*Supplied passage*:
_____
Boxing


The All-Prison Boxing Team

15.11.06 - By W. Gregory Guedel: Boxing is a rough sport. As such, it attracts more than its share of rough characters, both in and out of the ring. Acts of brutal violence that would be considered felonious anywhere else are both expected and celebrated as part of The Sweet Science. However, it is not always easy for fighters trained to inflict pain and destruction to turn off their aggression after the final bell has sounded. As a result, the roll call of professional boxing’s elite is replete with names that were (or are) also present on a roll of a different sort – a list of penitentiary inmates.

The following selection of fighters represent world champions or top-flight contenders who served time either before, after, or during their ring careers. Covering eight weight classes, they are a formidable crew that could compete in any era – and some of them still do.
_____
Items drawn from a data source
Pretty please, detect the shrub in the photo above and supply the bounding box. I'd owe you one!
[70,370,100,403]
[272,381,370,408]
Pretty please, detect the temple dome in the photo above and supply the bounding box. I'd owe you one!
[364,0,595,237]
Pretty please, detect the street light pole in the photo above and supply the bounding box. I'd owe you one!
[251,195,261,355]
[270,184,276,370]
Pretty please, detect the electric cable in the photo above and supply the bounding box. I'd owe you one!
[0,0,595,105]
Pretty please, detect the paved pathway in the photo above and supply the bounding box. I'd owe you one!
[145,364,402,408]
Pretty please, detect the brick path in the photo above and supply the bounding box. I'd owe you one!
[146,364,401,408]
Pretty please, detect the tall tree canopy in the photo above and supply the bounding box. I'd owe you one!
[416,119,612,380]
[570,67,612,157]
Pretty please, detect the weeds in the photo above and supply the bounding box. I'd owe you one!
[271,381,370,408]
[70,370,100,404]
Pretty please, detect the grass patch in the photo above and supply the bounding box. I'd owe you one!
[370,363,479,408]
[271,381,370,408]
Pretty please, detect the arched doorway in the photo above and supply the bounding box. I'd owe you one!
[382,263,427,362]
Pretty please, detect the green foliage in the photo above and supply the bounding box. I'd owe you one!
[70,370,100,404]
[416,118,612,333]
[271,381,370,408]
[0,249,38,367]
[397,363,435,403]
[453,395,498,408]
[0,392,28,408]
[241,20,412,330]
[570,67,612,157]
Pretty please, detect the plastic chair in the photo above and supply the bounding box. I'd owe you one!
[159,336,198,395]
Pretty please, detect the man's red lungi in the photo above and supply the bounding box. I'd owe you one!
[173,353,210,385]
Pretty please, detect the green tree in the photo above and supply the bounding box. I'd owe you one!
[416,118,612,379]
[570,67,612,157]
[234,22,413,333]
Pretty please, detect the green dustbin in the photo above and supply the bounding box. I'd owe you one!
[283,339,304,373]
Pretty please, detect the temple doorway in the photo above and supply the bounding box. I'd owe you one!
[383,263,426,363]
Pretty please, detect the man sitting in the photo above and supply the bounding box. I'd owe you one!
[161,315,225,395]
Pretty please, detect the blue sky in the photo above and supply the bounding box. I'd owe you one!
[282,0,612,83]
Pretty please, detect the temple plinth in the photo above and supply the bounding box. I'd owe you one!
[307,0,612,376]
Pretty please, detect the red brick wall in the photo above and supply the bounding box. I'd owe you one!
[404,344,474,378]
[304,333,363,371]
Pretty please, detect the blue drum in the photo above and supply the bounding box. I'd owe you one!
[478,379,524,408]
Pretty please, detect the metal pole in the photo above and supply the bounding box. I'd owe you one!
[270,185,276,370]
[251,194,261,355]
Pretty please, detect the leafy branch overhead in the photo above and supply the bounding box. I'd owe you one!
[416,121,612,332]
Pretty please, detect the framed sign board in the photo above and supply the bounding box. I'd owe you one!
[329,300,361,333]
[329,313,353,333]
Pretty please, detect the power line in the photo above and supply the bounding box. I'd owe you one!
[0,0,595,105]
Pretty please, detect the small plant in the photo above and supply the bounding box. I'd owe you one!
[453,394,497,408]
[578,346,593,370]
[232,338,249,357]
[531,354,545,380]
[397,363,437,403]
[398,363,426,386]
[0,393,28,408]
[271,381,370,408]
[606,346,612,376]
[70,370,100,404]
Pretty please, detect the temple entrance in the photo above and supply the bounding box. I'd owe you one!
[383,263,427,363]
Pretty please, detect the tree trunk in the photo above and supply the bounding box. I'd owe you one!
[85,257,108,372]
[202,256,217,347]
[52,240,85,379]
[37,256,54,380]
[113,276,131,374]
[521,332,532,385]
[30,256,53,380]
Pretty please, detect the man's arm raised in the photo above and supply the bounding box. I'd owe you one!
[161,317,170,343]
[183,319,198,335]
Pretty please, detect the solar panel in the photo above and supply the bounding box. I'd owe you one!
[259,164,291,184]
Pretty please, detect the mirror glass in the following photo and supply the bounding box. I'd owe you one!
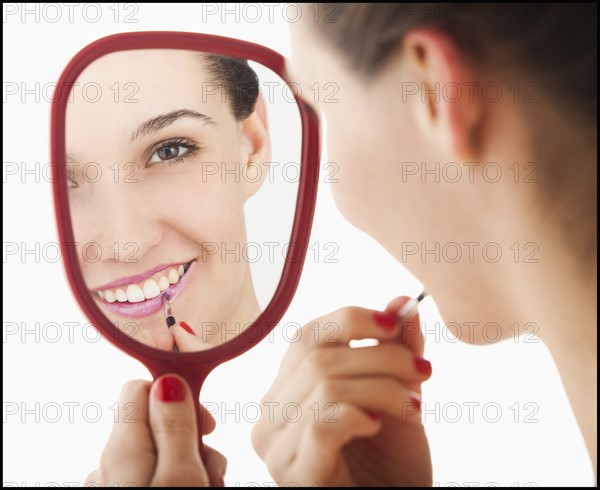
[65,49,302,352]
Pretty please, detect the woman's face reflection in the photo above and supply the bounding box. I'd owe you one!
[66,50,270,351]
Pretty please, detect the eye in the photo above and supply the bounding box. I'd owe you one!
[146,140,199,166]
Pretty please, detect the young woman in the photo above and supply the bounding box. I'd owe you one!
[66,50,271,351]
[84,4,597,486]
[253,4,597,486]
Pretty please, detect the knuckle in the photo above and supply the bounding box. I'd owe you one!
[305,349,333,376]
[376,342,408,371]
[317,379,342,403]
[332,306,361,328]
[152,414,196,435]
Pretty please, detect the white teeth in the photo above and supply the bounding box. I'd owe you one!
[158,276,170,291]
[97,265,185,303]
[167,267,179,284]
[127,284,146,303]
[144,279,160,299]
[115,288,127,303]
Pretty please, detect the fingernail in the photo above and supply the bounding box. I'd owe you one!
[156,376,185,402]
[373,311,397,330]
[415,356,431,374]
[179,322,196,335]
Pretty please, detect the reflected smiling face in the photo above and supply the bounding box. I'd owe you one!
[66,50,270,350]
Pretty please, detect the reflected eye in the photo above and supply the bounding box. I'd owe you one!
[146,139,199,167]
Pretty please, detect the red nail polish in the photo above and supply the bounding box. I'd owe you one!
[365,410,381,420]
[179,322,196,335]
[156,376,185,402]
[409,396,421,411]
[373,311,398,330]
[415,356,431,374]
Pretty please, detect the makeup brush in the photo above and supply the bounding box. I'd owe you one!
[398,291,428,320]
[162,294,176,329]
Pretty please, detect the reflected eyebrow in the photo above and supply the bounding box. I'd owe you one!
[129,109,217,143]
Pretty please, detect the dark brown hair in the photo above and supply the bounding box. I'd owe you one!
[315,3,598,120]
[311,3,598,263]
[201,54,259,121]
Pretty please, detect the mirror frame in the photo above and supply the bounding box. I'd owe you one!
[51,31,321,382]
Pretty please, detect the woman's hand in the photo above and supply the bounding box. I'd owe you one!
[85,374,227,487]
[252,298,432,486]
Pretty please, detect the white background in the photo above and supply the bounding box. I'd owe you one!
[3,4,594,486]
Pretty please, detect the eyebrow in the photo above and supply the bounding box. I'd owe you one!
[129,109,217,143]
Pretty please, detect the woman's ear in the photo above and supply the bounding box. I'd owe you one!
[402,28,483,160]
[242,96,271,199]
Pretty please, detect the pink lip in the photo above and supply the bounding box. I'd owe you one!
[96,260,196,318]
[92,262,187,291]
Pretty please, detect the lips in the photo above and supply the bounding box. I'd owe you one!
[92,260,196,318]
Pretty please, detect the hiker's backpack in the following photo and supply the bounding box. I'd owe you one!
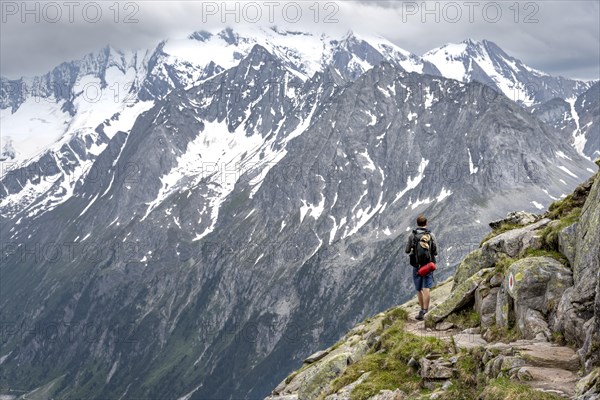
[413,229,433,267]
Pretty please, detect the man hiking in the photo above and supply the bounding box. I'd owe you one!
[405,214,437,321]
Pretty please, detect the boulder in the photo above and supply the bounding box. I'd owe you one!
[481,218,550,259]
[425,268,493,328]
[419,357,454,379]
[575,368,600,399]
[304,350,329,364]
[496,282,515,328]
[475,285,500,328]
[452,249,495,290]
[515,306,552,341]
[325,372,371,400]
[496,257,573,340]
[550,287,593,346]
[558,223,577,266]
[490,211,539,229]
[505,256,573,315]
[490,273,504,287]
[572,175,600,307]
[452,333,488,352]
[366,389,407,400]
[513,342,580,372]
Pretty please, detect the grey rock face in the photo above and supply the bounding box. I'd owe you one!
[558,223,577,266]
[0,38,593,399]
[481,218,550,259]
[530,82,600,160]
[423,40,591,105]
[490,211,539,229]
[501,257,573,340]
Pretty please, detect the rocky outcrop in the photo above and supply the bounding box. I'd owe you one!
[552,173,600,372]
[270,170,600,400]
[501,257,573,340]
[490,211,540,229]
[481,218,550,260]
[425,268,493,328]
[452,249,495,290]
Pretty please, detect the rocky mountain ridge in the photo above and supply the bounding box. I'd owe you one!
[268,162,600,400]
[0,28,594,399]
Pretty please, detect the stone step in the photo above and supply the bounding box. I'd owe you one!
[514,342,580,372]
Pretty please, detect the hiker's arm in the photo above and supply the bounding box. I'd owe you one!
[404,233,413,254]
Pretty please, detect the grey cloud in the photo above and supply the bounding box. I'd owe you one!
[0,0,600,79]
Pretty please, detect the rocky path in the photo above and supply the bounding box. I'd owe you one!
[405,306,580,398]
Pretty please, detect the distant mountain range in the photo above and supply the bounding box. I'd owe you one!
[0,25,598,400]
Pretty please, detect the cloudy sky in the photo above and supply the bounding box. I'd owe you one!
[0,0,600,80]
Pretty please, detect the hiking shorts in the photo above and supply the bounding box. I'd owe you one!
[413,267,433,292]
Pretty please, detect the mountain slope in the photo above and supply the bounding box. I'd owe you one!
[0,41,593,399]
[423,39,591,106]
[530,82,600,159]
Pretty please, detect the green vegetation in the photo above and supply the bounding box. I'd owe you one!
[328,308,449,400]
[478,378,562,400]
[480,223,523,245]
[444,308,481,329]
[542,209,581,251]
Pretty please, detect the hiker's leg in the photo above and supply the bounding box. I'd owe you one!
[417,290,423,310]
[419,288,429,310]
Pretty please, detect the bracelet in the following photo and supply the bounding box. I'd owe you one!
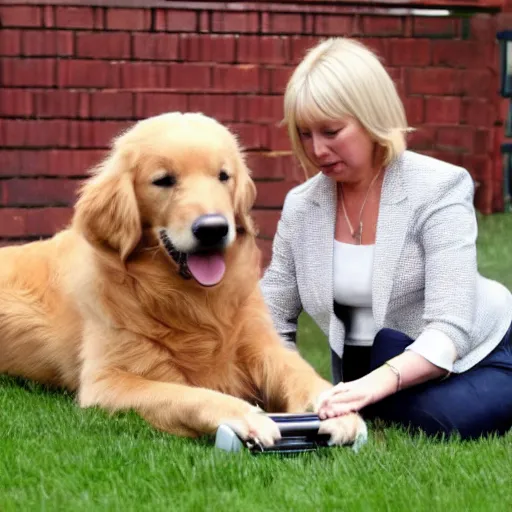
[384,361,402,393]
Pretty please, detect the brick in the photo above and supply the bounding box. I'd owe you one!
_____
*Instructions*:
(a) Update the boxing article starting at "15.11.06 - By" and ending at "them still do.", changing "fighters" to "boxers" throughout that span.
(b) According to the boxing article, how many weight classes does the selection of fighters cover?
Answer using only the boxing article.

*Answers for the tasks*:
(a)
15.11.06 - By W. Gregory Guedel: Boxing is a rough sport. As such, it attracts more than its share of rough characters, both in and out of the ring. Acts of brutal violence that would be considered felonious anywhere else are both expected and celebrated as part of The Sweet Science. However, it is not always easy for boxers trained to inflict pain and destruction to turn off their aggression after the final bell has sounded. As a result, the roll call of professional boxing’s elite is replete with names that were (or are) also present on a roll of a different sort – a list of penitentiary inmates.

The following selection of boxers represent world champions or top-flight contenders who served time either before, after, or during their ring careers. Covering eight weight classes, they are a formidable crew that could compete in any era – and some of them still do.

(b) Eight weight classes.